Excerpt
────

The following materials are excluded from the provisions of this chapter:
Scientific, Technical, and/or Professional Manuscripts by
an NIH Employee. When an employee writes an original article,
report, or other writing intended for publication in a non-NIH publication
on a work-related topic with no official endorsement, see NIH
Manual Chapter 1184 for applicable policies and procedures. Employees
engaged in writing, speaking or otherwise disseminating information in
their personal capacities must consult their IC ethics official for applicable
rules and restrictions, including those regarding the need for prior approval
and limiting the use of title or NIH affiliation.
Administrative Materials. Instructions issued by an NIH component to grantees, contractors, and collaborators, or
administrative materials intended principally for use within HHS are exempt unless they:
Include 500 or more copies intended;
Will be distributed to Members of Congress, regardless of the number of copies; OR
Are suggested for sale by the Superintendent of Documents, U.S. Government Printing Office (GPO).
All NIH documents
and audiovisuals must be prepared in accordance with professional and
ethical standards, as well as generally accepted standards of good taste.
They must be appropriate for dissemination by this Federal agency and
must undergo appropriate review and approval prior to release. Sources
should be linked whenever possible. NIH must adhere to the laws,
regulations, and policies applying to publications and audiovisuals, including
as applicable the Information Quality Guidelines, the HHS Printing Handbook,
and relevant NIH Manual Chapters issued according to NIH
Manual 1710. NIH efforts to ensure and maximize information quality
begin at the preparation stage and continue through the review and approval
stages. Existing NIH policies developed in concert with Federal computer
security laws provide appropriate security safeguards to ensure integrity
of NIH documents, i.e., that the information is protected from unauthorized
access, revision, corruption, or falsification.

────

The data
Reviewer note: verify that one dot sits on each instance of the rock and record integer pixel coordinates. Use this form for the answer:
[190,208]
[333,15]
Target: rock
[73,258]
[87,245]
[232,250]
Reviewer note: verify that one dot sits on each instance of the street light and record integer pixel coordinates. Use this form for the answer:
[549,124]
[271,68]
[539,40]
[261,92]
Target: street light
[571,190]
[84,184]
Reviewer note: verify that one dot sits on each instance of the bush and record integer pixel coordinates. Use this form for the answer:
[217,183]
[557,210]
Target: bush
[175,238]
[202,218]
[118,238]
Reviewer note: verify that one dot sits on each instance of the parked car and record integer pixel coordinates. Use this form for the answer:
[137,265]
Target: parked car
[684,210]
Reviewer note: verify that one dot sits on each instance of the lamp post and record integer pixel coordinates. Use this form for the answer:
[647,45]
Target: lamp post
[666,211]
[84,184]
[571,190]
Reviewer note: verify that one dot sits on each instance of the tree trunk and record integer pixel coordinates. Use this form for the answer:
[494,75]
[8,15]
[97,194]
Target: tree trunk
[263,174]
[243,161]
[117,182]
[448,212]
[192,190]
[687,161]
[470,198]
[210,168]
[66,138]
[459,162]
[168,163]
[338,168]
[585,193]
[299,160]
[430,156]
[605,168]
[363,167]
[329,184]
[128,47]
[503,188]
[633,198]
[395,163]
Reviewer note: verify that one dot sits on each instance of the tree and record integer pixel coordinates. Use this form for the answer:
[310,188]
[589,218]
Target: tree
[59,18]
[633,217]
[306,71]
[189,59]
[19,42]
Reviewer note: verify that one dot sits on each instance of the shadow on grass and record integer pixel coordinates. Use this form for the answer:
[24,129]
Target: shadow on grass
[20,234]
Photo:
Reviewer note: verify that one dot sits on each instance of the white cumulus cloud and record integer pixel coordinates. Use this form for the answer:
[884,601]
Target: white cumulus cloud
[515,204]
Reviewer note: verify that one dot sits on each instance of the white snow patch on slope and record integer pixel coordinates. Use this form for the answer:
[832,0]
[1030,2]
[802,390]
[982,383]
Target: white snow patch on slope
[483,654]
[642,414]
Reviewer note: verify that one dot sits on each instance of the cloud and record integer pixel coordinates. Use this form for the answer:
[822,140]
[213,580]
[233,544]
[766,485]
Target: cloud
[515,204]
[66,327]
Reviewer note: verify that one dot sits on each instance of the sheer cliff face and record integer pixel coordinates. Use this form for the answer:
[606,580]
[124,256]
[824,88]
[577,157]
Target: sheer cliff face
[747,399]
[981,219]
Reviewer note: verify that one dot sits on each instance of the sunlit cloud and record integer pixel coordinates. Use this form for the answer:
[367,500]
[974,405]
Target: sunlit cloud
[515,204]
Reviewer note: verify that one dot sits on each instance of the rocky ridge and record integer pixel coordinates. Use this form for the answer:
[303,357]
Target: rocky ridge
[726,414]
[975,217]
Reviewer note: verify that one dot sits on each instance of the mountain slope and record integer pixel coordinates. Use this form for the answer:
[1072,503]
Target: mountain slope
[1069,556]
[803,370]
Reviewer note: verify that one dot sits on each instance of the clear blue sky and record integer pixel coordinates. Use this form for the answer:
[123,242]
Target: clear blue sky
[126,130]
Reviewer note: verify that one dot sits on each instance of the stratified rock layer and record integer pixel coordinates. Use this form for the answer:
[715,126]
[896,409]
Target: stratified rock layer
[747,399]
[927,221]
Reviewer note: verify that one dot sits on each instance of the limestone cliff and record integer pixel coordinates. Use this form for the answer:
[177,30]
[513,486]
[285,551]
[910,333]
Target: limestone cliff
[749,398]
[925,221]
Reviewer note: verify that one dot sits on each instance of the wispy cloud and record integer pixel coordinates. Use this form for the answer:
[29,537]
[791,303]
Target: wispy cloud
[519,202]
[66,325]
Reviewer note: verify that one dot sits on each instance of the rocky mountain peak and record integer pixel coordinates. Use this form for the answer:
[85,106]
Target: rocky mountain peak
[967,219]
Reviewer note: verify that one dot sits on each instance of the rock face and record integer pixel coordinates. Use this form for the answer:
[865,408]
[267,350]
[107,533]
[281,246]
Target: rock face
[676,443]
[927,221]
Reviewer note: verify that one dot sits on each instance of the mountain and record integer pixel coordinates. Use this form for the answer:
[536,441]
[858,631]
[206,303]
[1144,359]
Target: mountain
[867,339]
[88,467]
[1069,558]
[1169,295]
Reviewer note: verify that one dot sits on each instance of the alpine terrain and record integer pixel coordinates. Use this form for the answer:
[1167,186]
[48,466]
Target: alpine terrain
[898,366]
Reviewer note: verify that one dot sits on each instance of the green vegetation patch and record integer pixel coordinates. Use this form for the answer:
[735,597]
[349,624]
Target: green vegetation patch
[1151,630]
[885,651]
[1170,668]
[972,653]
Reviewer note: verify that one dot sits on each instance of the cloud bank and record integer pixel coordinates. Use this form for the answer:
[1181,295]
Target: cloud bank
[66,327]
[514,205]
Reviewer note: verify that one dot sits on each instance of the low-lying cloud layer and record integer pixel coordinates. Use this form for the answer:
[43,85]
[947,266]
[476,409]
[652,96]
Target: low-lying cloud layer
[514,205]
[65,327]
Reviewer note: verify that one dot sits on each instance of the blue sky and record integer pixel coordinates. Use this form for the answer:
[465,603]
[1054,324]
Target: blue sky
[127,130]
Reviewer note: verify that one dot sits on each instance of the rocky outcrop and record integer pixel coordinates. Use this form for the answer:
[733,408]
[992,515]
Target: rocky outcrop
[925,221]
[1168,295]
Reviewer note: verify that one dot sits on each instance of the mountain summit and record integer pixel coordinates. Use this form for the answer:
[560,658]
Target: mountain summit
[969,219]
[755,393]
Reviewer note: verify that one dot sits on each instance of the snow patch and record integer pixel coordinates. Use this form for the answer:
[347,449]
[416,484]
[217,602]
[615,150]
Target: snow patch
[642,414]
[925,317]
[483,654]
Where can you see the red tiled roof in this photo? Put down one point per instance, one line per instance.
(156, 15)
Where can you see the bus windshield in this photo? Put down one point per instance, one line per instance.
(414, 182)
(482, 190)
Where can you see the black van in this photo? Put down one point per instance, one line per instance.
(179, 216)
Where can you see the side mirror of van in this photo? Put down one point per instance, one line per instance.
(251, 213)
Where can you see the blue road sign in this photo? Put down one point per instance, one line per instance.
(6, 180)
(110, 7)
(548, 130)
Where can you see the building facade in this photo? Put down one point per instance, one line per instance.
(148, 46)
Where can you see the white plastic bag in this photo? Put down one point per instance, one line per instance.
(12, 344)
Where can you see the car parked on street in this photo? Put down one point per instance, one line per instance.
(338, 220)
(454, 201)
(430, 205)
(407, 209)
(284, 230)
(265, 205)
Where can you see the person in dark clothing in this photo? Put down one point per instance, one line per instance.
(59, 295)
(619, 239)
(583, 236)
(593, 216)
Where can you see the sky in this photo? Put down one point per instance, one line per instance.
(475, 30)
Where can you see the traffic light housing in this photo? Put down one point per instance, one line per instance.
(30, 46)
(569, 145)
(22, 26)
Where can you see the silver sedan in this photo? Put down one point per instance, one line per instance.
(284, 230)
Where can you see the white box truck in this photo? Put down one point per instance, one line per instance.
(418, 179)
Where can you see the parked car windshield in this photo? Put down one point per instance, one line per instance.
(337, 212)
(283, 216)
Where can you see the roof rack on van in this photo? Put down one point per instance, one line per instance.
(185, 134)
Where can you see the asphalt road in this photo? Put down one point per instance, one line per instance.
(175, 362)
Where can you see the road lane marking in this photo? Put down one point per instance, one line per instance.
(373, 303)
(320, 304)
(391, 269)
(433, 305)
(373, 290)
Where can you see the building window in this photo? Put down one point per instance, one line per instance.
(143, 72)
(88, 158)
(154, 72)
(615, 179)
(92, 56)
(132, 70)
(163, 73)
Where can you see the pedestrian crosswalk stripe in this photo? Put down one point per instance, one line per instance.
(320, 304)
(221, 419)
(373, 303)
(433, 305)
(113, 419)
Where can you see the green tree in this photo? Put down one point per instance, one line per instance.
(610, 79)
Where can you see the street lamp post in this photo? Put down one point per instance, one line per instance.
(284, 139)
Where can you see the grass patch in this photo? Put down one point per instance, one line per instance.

────

Tasks to carry out
a – List the conditions under which the NIH policy excerpt says administrative materials are not exempt.
b – Rewrite the paragraph of the NIH policy excerpt that begins "All NIH documents and audiovisuals" as a bulleted list, keeping its main facts.

List of solutions
a –
- They include 500 or more copies intended.
- They will be distributed to Members of Congress, regardless of the number of copies.
- They are suggested for sale by the Superintendent of Documents, U.S. Government Printing Office (GPO).

b –
- NIH documents and audiovisuals must be prepared according to professional and ethical standards and generally accepted standards of good taste.
- They must be appropriate for dissemination by a Federal agency and must be reviewed and approved before release.
- Sources should be linked whenever possible.
- NIH must follow the laws, regulations, and policies for publications and audiovisuals. As applicable, these include the Information Quality Guidelines, the HHS Printing Handbook, and relevant NIH Manual Chapters issued according to NIH Manual 1710.
- Efforts to ensure information quality start at preparation and continue through review and approval.
- Existing NIH policies developed with Federal computer security laws protect documents from unauthorized access, revision, corruption, or falsification.